- [Material shown]:
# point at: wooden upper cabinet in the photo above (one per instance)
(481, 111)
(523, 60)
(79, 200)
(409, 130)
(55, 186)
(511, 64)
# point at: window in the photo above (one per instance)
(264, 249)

- [What you need to do]: Write out only what runs from the line holding "# point at: window" through the last line of the records, exactly as shown.

- [Response to this exercise]:
# point at: window in the photo above (one per instance)
(264, 249)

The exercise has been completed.